# Testo da leggere
-.-.-
Variante Omicron, per i virologi "potrebbe segnare la fine della pandemia"
Secondo il presidente della Società Italiana di Virologia la variante Omicron potrebbe segnare la fine della pandemia per come la conosciamo oggi
Alla fine la variante Omicron potrebbe non essere il male oscuro che ci è stato presentato in questi ultimi giorni. Secondo Arnaldo Caruso, presidente della Società Italiana di Virologia, il nuovo ceppo potrebbe infatti rappresentare l'adattamento del virus all'uomo che gli esperti aspettavano da tempo. Ne consegue che in tal senso la variante potrebbe determinare la fine della pandemia per come l'abbiamo conosciuta finora. Non ci resta che attendere novi sviluppi dunque per capire se davvero potremo parlare di pacifica convivenza tra uomo e virus.
La variante Omicron "potrebbe segnare la fine della pandemia"
"Se la nuova variante si confermasse davvero più trasmissibile, ma meno aggressiva, potrebbe essere l'adattamento di Sars-CoV-2 che aspettavamo", ha dichiarato Caruso all'Adnkronos Salute, specificando come l'attuale scenario non sia una novità per chi conosce "la storia di tutte le infezioni virali, specialmente di quelle respiratorie. Esplodono in modo eclatante, poi pian piano l'ospite reagisce, il virus si adegua e scatta una sorta di convivenza tra i due".
Caruso, professore ordinario di microbiologia all'università di Brescia e direttore del Laboratorio di microbiologia dell'Asst Spedali Civili, ha poi spiegato come secondo la logica del virus a quest'ultimo non convenga causare sintomi gravi all'organismo che va a infettare: "Ammesso che abbia un'intelligenza, al virus conviene infatti non eliminare l'ospite comportandosi in maniera aggressiva, ma più conviverci".
"Bisogna guardare oltre la proteina Spike"
"Più dà pochi sintomi o addirittura nessun sintomo più un virus ha la possibilità di trasmettersi", ha poi continuato Caruso, "di continuare la sua corsa e di prevalere nella sua forma più contagiosa, più veloce ma più mite, su tutte le altre varianti". Al momento tuttavia i dati disponibili sulla variante sono ancora molto esigui e servirà del tempo per comprenderla a fondo.
Il presidente della Siv ha poi concluso il suo intervento dichiarando: "Un virus che entra più rapidamente nell'organismo bersaglio, però è meno capace di farlo ammalare, in genere ha modificato non solo la proteina Spike, ma anche molte delle sue proteine interne che sono quelle che giocano un ruolo maggiore nel determinarne l'aggressività. Ed è lì che dovremmo andare a cercare per capire bene cos'è successo, guardando oltre la proteina Spike".
-.-.-
# Record mostrati
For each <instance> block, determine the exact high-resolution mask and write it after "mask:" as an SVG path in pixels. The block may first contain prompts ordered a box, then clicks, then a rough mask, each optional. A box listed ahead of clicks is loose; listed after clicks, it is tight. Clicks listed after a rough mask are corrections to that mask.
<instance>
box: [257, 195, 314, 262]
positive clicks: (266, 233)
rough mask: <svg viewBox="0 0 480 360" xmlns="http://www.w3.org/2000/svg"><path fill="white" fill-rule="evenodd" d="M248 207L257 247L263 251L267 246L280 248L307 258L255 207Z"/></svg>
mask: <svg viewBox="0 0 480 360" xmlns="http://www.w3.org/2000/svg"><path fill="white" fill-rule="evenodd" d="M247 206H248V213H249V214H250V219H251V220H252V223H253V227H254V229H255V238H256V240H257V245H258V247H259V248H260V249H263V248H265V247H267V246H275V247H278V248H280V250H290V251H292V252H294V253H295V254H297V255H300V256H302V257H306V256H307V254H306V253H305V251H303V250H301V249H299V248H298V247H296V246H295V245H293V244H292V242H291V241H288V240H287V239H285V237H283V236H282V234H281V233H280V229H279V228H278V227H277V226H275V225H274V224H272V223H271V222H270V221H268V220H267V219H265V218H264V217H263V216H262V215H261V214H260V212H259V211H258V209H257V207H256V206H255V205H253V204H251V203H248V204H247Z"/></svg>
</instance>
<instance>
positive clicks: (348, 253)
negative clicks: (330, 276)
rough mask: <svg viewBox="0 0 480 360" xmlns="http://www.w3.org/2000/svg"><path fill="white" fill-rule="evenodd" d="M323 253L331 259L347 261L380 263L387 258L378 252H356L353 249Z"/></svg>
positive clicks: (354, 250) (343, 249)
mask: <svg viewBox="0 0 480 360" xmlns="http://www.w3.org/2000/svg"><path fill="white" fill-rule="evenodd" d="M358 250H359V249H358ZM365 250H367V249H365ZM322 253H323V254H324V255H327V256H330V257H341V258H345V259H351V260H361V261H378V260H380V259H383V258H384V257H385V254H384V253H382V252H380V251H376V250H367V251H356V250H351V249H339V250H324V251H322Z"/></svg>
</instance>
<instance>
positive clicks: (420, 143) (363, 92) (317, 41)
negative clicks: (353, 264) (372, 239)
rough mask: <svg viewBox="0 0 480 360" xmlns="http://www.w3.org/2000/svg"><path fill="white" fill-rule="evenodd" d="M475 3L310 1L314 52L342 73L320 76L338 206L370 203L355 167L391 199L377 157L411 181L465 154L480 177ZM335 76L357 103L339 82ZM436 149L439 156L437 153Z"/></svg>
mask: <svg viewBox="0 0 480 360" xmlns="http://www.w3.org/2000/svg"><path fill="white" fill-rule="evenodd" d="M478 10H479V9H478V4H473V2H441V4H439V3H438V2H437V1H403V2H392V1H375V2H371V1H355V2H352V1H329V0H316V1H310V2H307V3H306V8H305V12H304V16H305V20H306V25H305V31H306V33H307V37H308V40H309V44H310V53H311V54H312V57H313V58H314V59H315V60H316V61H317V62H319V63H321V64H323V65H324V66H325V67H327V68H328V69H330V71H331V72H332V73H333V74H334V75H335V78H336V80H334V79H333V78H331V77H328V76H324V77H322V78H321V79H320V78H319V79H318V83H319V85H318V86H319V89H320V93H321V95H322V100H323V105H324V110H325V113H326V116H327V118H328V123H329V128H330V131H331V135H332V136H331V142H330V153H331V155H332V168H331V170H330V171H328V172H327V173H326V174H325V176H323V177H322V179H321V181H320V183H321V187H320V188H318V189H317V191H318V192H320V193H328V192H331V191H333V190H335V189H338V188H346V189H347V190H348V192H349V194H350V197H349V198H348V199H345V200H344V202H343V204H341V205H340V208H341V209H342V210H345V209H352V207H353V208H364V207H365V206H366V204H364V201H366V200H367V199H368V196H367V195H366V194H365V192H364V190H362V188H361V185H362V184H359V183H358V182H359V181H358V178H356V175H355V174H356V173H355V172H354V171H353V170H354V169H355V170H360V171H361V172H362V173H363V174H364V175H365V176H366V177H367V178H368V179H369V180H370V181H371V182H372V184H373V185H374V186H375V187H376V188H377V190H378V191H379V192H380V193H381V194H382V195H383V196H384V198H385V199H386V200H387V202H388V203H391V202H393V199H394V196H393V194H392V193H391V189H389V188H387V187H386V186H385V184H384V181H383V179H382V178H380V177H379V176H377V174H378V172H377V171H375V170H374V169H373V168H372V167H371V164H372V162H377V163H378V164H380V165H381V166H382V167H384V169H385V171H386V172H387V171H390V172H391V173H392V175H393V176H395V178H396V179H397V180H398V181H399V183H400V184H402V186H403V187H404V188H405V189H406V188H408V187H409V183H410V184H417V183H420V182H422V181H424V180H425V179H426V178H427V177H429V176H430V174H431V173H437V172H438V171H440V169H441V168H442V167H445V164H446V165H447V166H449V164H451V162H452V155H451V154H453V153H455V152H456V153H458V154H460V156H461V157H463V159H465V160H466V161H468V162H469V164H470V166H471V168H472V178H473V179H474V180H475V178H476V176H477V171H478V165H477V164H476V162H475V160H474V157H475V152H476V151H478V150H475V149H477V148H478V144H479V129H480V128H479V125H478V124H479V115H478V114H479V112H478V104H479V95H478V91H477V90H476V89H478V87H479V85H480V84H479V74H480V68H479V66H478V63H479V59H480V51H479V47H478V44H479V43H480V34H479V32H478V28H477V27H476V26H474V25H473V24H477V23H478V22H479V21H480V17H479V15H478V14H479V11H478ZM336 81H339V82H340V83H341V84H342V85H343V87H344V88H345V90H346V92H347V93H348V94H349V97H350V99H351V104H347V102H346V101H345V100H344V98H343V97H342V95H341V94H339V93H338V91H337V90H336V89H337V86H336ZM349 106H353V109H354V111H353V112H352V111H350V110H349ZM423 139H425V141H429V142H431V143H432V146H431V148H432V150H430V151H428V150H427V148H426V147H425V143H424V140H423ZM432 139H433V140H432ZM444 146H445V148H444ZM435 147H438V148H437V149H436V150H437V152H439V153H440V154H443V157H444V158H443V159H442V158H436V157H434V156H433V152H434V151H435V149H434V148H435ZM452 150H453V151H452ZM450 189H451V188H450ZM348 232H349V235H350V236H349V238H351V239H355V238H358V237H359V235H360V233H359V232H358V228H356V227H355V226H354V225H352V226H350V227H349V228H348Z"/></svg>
-.-.-
# Cosa fare
1. Nell'articolo sulla variante Omicron, in quale università Caruso è professore ordinario di microbiologia?
2. Riassumi in due frasi l'articolo sulla variante Omicron.
3. Nell'articolo sulla variante Omicron, riscrivi in forma più breve il paragrafo che comincia con "Caruso, professore ordinario di microbiologia", mantenendo i fatti principali.

# Risultati in ordine
1. All'università di Brescia.

2. Secondo Arnaldo Caruso, presidente della Società Italiana di Virologia, la variante Omicron, se si confermasse più trasmissibile ma meno aggressiva, potrebbe essere l'adattamento del virus all'uomo che si aspettava e segnare la fine della pandemia per come l'abbiamo conosciuta. Per capire cosa sia successo, secondo Caruso, bisogna guardare oltre la proteina Spike, alle proteine interne del virus, anche se per ora i dati disponibili sulla variante sono ancora molto scarsi.

3. Caruso, professore di microbiologia all'università di Brescia e direttore del Laboratorio di microbiologia dell'Asst Spedali Civili, spiega che al virus non conviene causare sintomi gravi. Gli conviene piuttosto convivere con l'ospite invece di eliminarlo.